=== Text under study ===

A few days after the Oscars were given out last year I spent an evening after work at my favorite bookstore in Pasadena, Vroman's. It's just two blocks from work and in the past I have seen Howard Stern, T. Jefferson Parker, Walter Mosely and Drew Struzan there, all for book signings. This evening I was there for another book signing. The author was in town for the Oscars and spent a few days doing TV and radio interviews and this one book signing. The author was Roger Ebert and he was there to talk about his new book, The Great Movies II. Even though I have not read The Great Movies I, I knew I couldn't pass up an opportunity to meet the guy who has entertained me on TV for thirty years, the only man to win a Pulitzer Prize for criticism.
Yeah, Roger did spend a little bit of time talking about his book, which is a collection of 100 essays he has written for the Chicago Sun Times over the past few years. Each essay covers a different film, each is around five pages long, and each is about a film that Ebert loves. Some are well-known and familiar to us all: Alien, Goodfellas, The Right Stuff, The Raiders of the Lost Ark, West Side Story. Others are films I have never heard of: Children of Paradise, Grave of the Fireflies, House of Games. What they all have in common is that Roger loves them all, and through these essays he shares that love with us.
I got to Vroman's early, about an hour and a half early. Even then, after purchasing a copy of the new book, I was about the 20th person to take a seat; a nice, close third-row seat. A man from Azusa (A to Z in the USA!) named Ivan sat next to me. Ivan said he hadn't been to a movie in over five years, that he didn't enjoy most films lately, but that he had watched Siskel and Ebert and then Ebert and Roeper every week and wouldn't think of missing a chance to meet Roger in person, though he was not going to buy a book.
With an hour to go the 100 or so seats were all filled, but people kept coming. They sat on the floor and lined the aisles. Through it all the large stack of books written by Roger, which dominated the front of the room, kept dwindling. With 10 minutes to go they announced that the 12 or so remaining books at the front of the room were the only unpurchased books written by Roger Ebert left in the store. They were immediately absorbed by the large crowd, now numbering, I would guess, around 300. Roger arrived shortly after 7:00 to a standing-room-only crowd of fans and a standing ovation.

=== Dataset content ===

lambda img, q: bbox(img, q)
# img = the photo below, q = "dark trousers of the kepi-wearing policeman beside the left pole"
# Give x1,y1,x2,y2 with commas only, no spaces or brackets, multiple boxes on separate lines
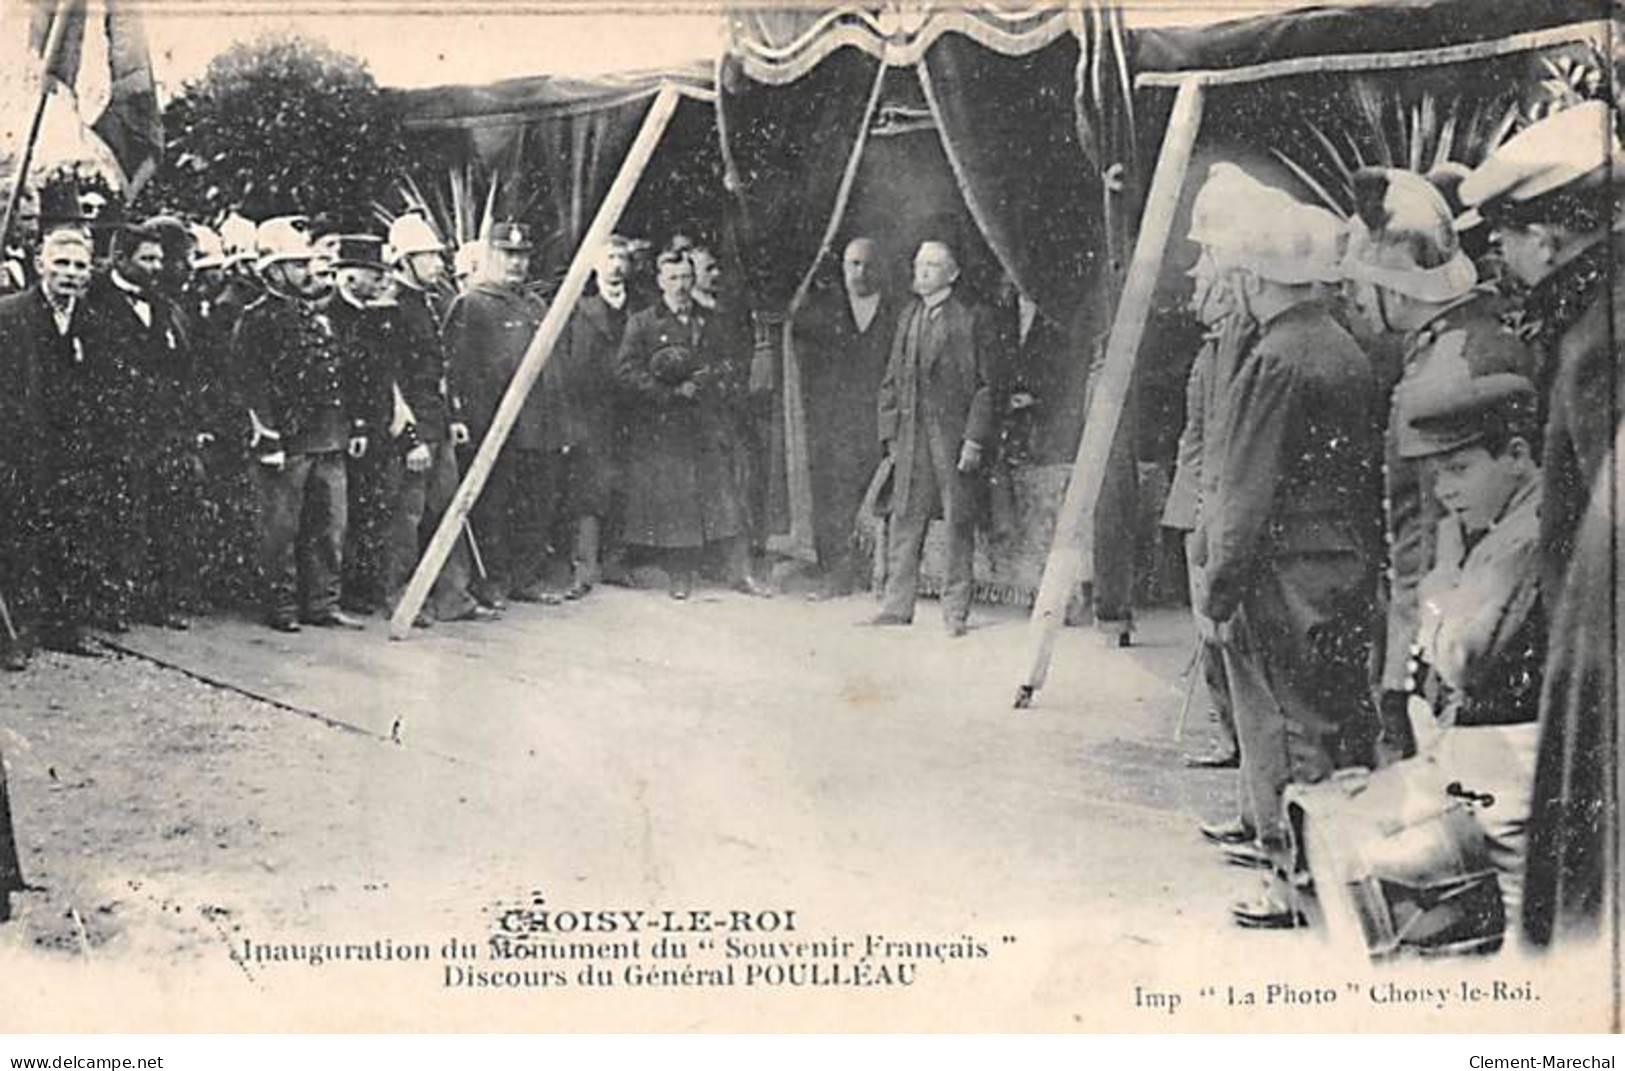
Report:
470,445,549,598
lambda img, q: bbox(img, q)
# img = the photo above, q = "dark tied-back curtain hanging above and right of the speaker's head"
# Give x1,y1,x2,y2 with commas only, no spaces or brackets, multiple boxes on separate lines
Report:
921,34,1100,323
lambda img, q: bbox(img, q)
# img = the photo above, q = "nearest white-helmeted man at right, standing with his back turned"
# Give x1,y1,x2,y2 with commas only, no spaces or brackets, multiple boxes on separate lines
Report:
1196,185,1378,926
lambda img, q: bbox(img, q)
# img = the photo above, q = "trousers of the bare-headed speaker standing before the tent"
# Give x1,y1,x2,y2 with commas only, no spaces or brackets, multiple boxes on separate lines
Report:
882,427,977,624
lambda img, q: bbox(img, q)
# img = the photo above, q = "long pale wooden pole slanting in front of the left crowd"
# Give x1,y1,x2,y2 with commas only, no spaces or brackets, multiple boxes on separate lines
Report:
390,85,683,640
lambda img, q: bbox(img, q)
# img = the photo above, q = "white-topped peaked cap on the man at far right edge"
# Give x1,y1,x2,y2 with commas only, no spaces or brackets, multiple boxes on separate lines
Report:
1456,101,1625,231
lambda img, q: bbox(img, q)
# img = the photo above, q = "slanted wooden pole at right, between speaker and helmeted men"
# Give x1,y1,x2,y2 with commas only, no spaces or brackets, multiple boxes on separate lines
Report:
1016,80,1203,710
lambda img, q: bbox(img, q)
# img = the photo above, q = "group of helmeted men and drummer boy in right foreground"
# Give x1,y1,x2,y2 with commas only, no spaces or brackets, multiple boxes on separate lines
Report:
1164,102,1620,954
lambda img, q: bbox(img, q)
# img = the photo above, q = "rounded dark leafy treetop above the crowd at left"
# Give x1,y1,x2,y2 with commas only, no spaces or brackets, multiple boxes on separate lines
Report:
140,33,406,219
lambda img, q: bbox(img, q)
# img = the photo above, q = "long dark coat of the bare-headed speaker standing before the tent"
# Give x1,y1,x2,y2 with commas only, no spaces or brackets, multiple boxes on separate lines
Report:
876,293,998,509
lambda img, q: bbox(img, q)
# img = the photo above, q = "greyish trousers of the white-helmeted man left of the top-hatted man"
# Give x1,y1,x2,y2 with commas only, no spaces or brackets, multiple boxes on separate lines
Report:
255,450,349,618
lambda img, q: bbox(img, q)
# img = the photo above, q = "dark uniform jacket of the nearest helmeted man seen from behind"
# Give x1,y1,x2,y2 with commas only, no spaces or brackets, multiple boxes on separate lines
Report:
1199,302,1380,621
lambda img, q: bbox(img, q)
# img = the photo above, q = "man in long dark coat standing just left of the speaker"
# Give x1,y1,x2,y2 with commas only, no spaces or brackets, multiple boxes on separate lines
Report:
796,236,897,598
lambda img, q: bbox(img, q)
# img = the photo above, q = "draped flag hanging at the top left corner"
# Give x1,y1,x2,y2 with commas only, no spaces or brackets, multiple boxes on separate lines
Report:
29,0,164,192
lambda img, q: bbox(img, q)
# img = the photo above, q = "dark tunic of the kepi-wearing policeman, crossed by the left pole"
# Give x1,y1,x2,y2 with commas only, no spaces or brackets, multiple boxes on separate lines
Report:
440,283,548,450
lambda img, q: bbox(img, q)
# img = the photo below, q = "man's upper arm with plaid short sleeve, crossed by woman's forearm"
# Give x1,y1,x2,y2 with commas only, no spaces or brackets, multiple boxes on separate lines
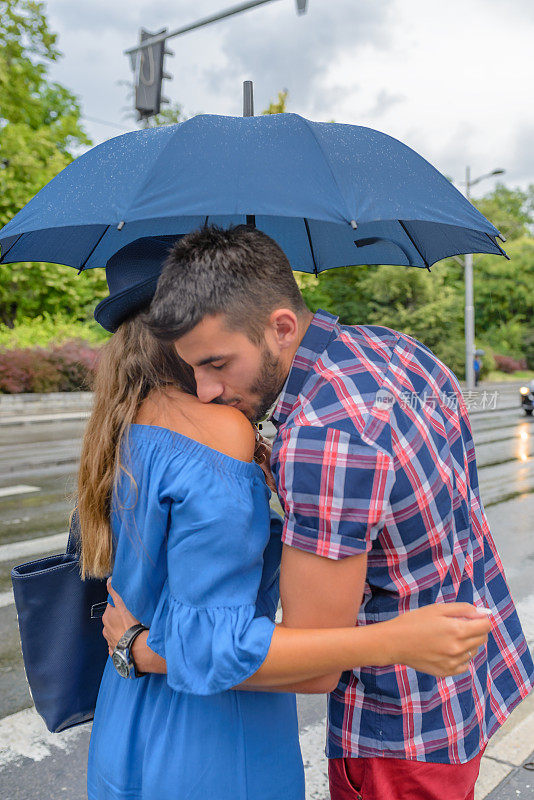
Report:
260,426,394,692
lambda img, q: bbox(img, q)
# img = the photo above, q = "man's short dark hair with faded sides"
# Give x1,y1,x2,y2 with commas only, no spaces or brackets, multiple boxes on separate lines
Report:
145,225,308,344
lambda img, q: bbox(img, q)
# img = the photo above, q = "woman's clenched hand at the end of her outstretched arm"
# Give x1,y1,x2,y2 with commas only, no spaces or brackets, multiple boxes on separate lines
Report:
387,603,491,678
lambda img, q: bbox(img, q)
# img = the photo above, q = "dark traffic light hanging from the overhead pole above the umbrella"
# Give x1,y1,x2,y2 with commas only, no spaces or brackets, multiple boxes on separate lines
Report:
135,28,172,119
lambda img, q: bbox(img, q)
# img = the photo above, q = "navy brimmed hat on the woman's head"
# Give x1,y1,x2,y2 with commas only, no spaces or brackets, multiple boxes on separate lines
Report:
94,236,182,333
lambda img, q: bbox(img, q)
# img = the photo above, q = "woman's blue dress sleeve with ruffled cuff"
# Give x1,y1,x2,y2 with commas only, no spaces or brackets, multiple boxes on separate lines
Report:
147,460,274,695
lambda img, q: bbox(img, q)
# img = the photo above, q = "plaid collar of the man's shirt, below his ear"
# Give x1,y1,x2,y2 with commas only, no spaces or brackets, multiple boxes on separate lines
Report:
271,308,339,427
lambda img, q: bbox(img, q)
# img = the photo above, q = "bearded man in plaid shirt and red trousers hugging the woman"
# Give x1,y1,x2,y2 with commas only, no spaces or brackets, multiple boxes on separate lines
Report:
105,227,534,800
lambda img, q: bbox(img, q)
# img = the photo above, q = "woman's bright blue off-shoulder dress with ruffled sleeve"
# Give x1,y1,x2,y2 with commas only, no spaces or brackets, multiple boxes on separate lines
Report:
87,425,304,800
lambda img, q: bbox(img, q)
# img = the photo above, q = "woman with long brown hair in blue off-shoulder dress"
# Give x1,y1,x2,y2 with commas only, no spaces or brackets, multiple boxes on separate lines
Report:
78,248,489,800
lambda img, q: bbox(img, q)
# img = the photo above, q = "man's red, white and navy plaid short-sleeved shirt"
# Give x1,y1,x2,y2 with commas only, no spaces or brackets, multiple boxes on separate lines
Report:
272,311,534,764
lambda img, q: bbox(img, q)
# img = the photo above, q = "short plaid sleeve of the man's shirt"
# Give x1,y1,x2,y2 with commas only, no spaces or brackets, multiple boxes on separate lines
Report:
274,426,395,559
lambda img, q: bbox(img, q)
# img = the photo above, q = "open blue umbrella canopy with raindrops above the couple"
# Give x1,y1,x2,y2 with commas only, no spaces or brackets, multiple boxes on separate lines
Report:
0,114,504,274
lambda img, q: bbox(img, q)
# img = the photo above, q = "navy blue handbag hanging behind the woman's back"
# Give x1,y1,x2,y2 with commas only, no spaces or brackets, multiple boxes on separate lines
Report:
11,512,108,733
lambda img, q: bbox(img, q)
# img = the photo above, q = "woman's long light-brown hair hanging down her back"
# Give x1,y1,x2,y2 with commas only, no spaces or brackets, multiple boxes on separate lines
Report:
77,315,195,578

===

**Task 1**
In the account of the Roger Ebert book signing, how many essays does The Great Movies II collect?
**Task 2**
Pick up the account of the Roger Ebert book signing at Vroman's after its final sentence and keep writing.
The records were taken from a different source than the text.

**Exercise answer 1**
100 essays

**Exercise answer 2**
Ebert spent a few minutes talking about his book and then started talking about the Oscars and his experience of the Oscars. He and his wife flew into town a few days before the award show and were out every night at this awards show or that pre-Oscar party. Roger noted that at every event he went to he ran into Wolfgang Puck. "Apparently, Puck caters every event in Hollywood." Puck always wore his kitchen "whites" and he never saw him when he didn't have a stain running down the left side of his chest. Roger speculated that he puts the stain on to prove that he actually has something to do with the cooking process. Finally it's the night of the Awards and Roger is working the red carpet in front of the Kodak Theater, interviewing celebrities for a cable channel when down the carpet walks Wolfgang with a tray of food, showing all the specialties he had created for the after-awards party. He had the same stain on his left breast.
He said that people always ask him how he liked the Oscar show and he never quite knows how to answer that other than, "I really didn't see it." Roger explained that although he goes to the Academy Awards every year, he has never been inside of the auditorium. As a writer, he is in a room off behind the stage area with all the other writers. They sit at tables with their laptops while the broadcast is displayed on a TV forty or so feet away and they listen to it though headphones. One side of the room is devoted to the "back stage media area," the place you always see on TV where the winners are being interviewed. "You have to flip up one side of the headphone so you can listen to the broadcast and the backstage interviews at the same time," Roger explained.
"People asked me, 'What did you think of them bringing all the nominees up on stage?' and I said, 'They brought all of the nominees up on stage?'" Roger said it's hard to write a column, watch a TV show and listen to interviews simultaneously without missing something. "While we sit there writing, there are two dozen chairs set up in front of the interview area where sit these people, who have absolutely no credentials but somehow managed to get these passes, which allow them to interview stars. These are not very bright people." Roger recounted two examples from this year:
One interviewer asked Cate Blanchett if she thought winning the Oscar for best supporting actress would help her career. She looked the fellow right in the eyes and said, "Yes, yes it will...asshole." Another interviewer asked Morgan Freeman what he thought it meant that a black man had won the award for best supporting actor. Freeman replied, "It means that more people voted for me than voted for the other guys."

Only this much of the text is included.